THE EXERCISE. Repeat each of the entries below word for word, keeping every line in its original order.

Dataset items.
***

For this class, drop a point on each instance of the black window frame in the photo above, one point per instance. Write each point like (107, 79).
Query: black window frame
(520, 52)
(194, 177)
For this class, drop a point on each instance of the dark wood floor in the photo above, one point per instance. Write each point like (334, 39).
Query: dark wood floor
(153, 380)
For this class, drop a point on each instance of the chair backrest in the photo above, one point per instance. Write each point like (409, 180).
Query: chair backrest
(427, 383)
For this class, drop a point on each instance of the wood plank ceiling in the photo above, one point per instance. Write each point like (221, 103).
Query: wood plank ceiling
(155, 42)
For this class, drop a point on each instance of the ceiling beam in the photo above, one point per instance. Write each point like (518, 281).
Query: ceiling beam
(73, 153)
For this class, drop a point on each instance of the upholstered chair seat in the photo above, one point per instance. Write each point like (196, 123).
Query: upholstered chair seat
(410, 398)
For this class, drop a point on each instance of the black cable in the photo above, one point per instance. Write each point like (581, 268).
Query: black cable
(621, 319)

***

SOLUTION TO THIS EXERCISE.
For this class, drop a point on each instance of the black window frame in the photo above, one point per instance. Write each point like (107, 79).
Query: black window frame
(520, 52)
(194, 177)
For this class, drop a point on each instance of the dark wood floor in the photo above, one point per instance. Write each point like (334, 39).
Query: dark wood floor
(153, 380)
For this class, drop a point on each instance of the chair backrest in the photo above, one point per instance. Write each point like (409, 180).
Query: chair backrest
(427, 383)
For this class, drop a point on each instance of the wood plank ceiling in the photo above, one point per instance. Write each point like (221, 103).
Query: wood plank ceiling
(155, 42)
For this class, drop a point on each instance of the ceiling beam in the photo above, one point per instance. Write each point like (518, 281).
Query: ceiling beam
(73, 153)
For this class, drop a point on each instance of the upholstered chair seat in the photo above, one point per instance. Write each point like (196, 123).
Query: upholstered chair seat
(410, 398)
For this class, drop a point on each instance of the black cable in the photo above, one point per instance. Write each point like (581, 268).
Query: black cable
(621, 319)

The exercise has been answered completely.